SOURCE DATA:
──────────────────────────────

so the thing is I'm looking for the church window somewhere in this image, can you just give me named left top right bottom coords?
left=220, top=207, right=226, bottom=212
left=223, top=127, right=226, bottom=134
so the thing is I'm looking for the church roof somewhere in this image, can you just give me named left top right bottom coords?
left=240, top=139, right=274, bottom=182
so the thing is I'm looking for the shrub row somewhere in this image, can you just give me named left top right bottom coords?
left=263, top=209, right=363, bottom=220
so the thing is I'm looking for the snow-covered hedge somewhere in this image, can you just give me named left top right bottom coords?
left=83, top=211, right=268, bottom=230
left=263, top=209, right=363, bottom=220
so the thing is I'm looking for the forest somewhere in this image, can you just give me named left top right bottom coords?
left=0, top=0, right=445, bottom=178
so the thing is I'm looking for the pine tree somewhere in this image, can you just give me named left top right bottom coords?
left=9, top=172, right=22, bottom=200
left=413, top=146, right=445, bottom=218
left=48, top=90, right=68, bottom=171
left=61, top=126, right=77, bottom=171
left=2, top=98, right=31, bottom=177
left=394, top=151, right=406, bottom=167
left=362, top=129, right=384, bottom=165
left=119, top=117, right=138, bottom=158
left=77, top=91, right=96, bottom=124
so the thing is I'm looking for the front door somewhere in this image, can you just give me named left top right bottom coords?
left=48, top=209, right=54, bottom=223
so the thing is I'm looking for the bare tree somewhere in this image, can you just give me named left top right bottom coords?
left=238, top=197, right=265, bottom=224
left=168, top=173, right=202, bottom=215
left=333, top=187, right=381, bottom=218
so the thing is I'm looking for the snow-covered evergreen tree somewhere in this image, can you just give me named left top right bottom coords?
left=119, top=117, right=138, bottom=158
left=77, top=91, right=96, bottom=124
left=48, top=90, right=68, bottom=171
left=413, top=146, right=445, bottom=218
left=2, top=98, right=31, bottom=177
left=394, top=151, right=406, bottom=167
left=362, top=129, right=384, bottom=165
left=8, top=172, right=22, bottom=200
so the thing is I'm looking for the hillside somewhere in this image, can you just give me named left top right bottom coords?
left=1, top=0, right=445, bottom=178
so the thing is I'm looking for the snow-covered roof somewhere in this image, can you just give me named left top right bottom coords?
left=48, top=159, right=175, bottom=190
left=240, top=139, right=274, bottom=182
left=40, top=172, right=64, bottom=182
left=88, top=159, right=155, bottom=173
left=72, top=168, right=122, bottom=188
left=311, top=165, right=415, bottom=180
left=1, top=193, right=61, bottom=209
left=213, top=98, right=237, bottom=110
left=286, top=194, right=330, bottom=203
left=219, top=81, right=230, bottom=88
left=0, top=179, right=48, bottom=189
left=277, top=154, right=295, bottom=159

──────────────────────────────

EXERCISE AIM:
Return, exactly as written, the "so the thing is I'm looking for the snow-covered roof" line and each line after it through the end of the listing above.

SOLUTION BELOW:
so the thing is I'm looking for the snow-covered roof somewhere in this image, can you just give me named left top right bottom coords?
left=48, top=159, right=175, bottom=190
left=240, top=139, right=274, bottom=182
left=40, top=172, right=64, bottom=182
left=88, top=159, right=155, bottom=173
left=72, top=168, right=122, bottom=188
left=311, top=165, right=415, bottom=180
left=1, top=193, right=61, bottom=209
left=213, top=98, right=237, bottom=110
left=286, top=194, right=330, bottom=203
left=219, top=81, right=230, bottom=88
left=0, top=179, right=48, bottom=189
left=277, top=154, right=295, bottom=159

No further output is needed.